▶ PASSAGE TO READ:

Textscan Tool Help
This document describes how to use textscantool, an interactive GUI to read large text files with delimited data. The tool lets you specify which columns to read and what data types to use. It can also generate the M code to carry out the same task programmatically. There is a video tutorial for this tool in the directory that comes with this submission.
To open the tool, type texscantool at the command line.
Select a text file
To select a text file data source, click Browse... and use the dialog that appears to pick a file. The size of the selected file on disk is displayed and a preview of the first 100 lines of the file is shown in the panel below.
Specify last header row number
Examine the preview to determine the number of header lines in the file that need to be skipped before the data starts. Use the mouse to click on the number of the row where the headers end. You must click on the row number on the left and not just anywhere in the row. This will populate the 'No. of header lines' edit box below. It will also try to determine the delimiter used (just by finding the most common characters in the row) and populate the edit box below.
Specify header and delimiter information manually
You can override the calculated header and delimiter information by specifying,
- The number of header lines
- Whether or not the text file contains column headers names/categories.
- The row that the columns headers are to be found. By default it assumes that the column headers are on the last header row that you just selected. You will need to change this if there are some header rows between the column headers and the actual data.
In the next panel, up to 100 rows of data is read in and displayed in a grid. By default the data is read in as strings, to ensure that it can all be read. In most cases you will be reading numerical data, so you will need to specify a numerical data type to use. This is the type that the data will be stored in, in the MATLAB workspace.
Select a columns with the mouse (or multiple columns with CTRL mouse click). You can select all columns by clicking in the top left.
Choose data type or ignore
Then click the radio buttons below to select a data type. The tool will check that the column can be read with that data type by reading the file. Character strings for example cannot be read in as numerical data. If the data type is chosen works, it is included with the name in the header. Singles and integer data types will take up less storage space than the usual doubles.
Choose ignore if you do not want to read a column.
If you have a date/time string in a column and you wish to read it as an date/time number, specify an anonymous function calling the datenum function and select the radio button.

▶ DATA:
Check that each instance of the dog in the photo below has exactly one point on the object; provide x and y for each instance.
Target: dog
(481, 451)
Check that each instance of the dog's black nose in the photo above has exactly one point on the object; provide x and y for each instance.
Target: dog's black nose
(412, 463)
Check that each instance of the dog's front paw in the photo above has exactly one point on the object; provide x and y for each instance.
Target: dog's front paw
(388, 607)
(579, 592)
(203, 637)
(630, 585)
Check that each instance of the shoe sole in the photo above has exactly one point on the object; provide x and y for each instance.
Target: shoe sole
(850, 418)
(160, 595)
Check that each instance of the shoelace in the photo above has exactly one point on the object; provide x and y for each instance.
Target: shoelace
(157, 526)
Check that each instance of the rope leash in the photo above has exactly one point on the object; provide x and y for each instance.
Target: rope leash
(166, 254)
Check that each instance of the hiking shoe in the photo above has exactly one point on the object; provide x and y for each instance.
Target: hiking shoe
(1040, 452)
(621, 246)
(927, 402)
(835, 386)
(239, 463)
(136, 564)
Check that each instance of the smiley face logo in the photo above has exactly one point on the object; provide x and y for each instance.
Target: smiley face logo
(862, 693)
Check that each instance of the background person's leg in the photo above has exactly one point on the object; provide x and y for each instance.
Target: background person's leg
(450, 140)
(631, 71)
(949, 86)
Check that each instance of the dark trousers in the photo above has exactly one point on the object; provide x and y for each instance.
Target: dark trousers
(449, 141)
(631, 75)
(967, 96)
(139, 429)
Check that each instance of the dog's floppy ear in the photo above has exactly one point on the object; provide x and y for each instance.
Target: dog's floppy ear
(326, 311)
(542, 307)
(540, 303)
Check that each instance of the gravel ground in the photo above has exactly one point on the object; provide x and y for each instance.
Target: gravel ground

▶ CHALLENGE 1:
In the textscantool help page, how does the tool try to work out the delimiter after you click the last header row?
▶ CHALLENGE 2:
Resume the textscantool help page from its final sentence onward.

▶ EXERCISE RESULT 1:
It finds the most common characters in that row.

▶ EXERCISE RESULT 2:
Note: There is a known bug in this tool in that after selecting a radio button it and the column becomes deselected.
In the final panel, you specify a number of import options.
Number of data rows to read
Enter the number of data rows to be read. If you click outside the text box the estimated size of the array in the workspace and time to import is estimated and displayed. If you want to read the entire file but do not know how long it is, press the Count Lines in File button. It will determine the number of rows in the file, hence the number of data lines that can be read and populate the text box. This may take a while for large files.
Specify data structure
Next choose the data structure that you would like to read the data into. Options include,
- A row cell array, which is the most memory efficient for importing multiple data types
- A 2D numerical array which is the most memory efficient and is only possible if all data is of the same type and numerical.
- A 2D cell array, which is the most memory inefficient but lets you view different data types together with headers in the array editor similar to a spreadsheet.
To import the data now...
...click Import Data. Variables called data and columnHeaders are created in the base workspace. If there were no column headers in the file then columnHeaders will contain dummy strings column1, column2, etc.
To generated the code...
...click Generate Code
It generates a function to read the data and opens it in the editor. The function does not currently return a column header variable. You can get column header information if you specify the 2D cell array option, in which case they are included with the data.
If a variable imported takes up too much memory or you get an "out of memory" error, consider importing less rows of data or going back to the previous panel and specify a smaller data type.
Click Close, to exit the tool.